• **ENTRIES SHOWN**:
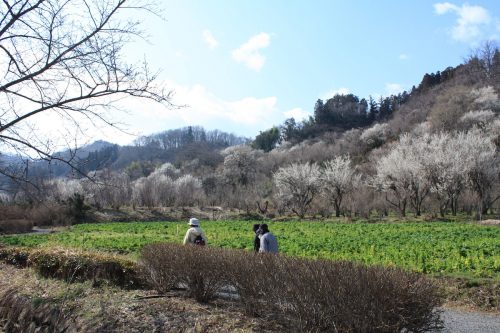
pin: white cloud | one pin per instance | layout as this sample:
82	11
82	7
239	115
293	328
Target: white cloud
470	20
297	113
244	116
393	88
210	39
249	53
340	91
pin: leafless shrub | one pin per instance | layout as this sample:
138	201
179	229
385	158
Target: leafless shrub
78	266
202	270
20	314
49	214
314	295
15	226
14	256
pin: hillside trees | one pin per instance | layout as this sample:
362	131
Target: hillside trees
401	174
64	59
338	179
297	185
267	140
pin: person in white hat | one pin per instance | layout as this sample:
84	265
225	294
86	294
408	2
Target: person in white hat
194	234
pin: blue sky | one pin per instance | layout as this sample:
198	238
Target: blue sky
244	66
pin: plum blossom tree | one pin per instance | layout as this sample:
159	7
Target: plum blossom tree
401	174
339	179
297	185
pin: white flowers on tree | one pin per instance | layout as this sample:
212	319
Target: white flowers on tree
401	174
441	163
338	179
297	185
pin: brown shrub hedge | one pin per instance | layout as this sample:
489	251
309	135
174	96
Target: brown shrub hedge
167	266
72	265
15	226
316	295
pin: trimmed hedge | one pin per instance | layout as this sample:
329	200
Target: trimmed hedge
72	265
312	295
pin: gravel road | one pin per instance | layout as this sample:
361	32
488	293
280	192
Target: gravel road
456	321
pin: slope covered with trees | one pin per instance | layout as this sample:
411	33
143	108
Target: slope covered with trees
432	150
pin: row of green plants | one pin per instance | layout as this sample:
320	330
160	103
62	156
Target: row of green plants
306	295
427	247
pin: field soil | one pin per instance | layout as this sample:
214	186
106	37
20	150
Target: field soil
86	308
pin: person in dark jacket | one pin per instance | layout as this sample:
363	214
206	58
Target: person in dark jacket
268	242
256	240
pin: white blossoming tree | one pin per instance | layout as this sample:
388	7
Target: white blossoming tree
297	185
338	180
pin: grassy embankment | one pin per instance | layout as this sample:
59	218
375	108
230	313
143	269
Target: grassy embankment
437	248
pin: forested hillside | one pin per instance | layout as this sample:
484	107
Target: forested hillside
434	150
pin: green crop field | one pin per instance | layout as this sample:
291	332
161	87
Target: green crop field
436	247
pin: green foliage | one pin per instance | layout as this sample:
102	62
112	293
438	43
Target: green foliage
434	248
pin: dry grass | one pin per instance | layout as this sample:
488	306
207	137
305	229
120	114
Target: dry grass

• **PROBLEM REQUIREMENTS**:
Rename "one pin per instance" to "one point per object" everywhere in the data above and write the data out again with nothing else changed. Leave the pictures out.

• **TASK OUTPUT**:
pin: white cloud | one point per object | layout as this sample:
82	11
82	7
239	115
293	328
Target: white cloud
470	20
297	113
244	116
393	88
210	39
249	53
340	91
pin: leafless shrub | one point per object | layout as this sample:
138	201
179	229
385	158
Target: leafless shrub
78	266
202	270
20	314
49	214
314	295
15	226
14	256
pin: hillside trees | one point per object | layout as this sample:
362	131
Target: hillside trees
401	174
64	59
338	179
297	185
267	140
pin: person in white hat | one point per object | layout as this sample:
84	265
225	294
86	294
408	2
Target: person in white hat
194	234
pin: blue sky | one point per object | layout as this sample:
198	238
Target: blue sky
244	66
pin: plum blossom tree | one point per object | layout as this sample:
159	7
Target: plum blossom tree
401	174
339	179
297	185
pin: white flowers on tree | one point per object | layout as this sample:
212	319
Target: white flowers on tree
401	174
441	163
338	179
297	185
pin: brown shrub hedge | one point per object | layout as this sample:
489	251
309	135
174	96
Target: brown shrub hedge
167	266
72	265
15	226
316	295
pin: trimmed hedge | one point per object | layout as this sample:
329	200
Target: trimmed hedge
72	265
312	295
pin: gravel road | one point per object | layout as this sample:
361	32
488	293
280	192
Target: gravel road
456	321
pin: slope covered with trees | one point per object | layout as this sample:
411	33
143	108
Target: slope covered with trees
432	150
pin: row of green plants | one point per object | layout as this sample:
320	330
160	103
62	156
Target: row of green plants
306	295
427	247
pin: field soil | one point per object | layout as this sample:
214	186
106	37
20	150
Target: field soil
86	308
pin: person in dark jacket | one point per object | layout as this sample:
363	214
206	58
Target: person in dark jacket
268	242
256	240
pin: white blossoming tree | one point per object | layout as this sample:
388	7
Target: white blossoming tree
297	185
338	180
pin: grassy embankment | one point per object | layout as this sample:
59	218
375	108
230	313
143	269
Target: grassy embankment
437	248
pin: forested hillside | one point per object | layout as this sample:
484	107
Target: forested hillside
434	150
pin: green crop field | one point per object | layout as this sample:
291	332
161	87
Target: green crop field
436	247
pin: green foliage | one point per object | layout as this sample:
102	62
112	293
438	43
Target: green foliage
434	248
pin: dry grass | one point per object | layout as this sample:
488	306
207	137
305	229
120	114
Target: dry grass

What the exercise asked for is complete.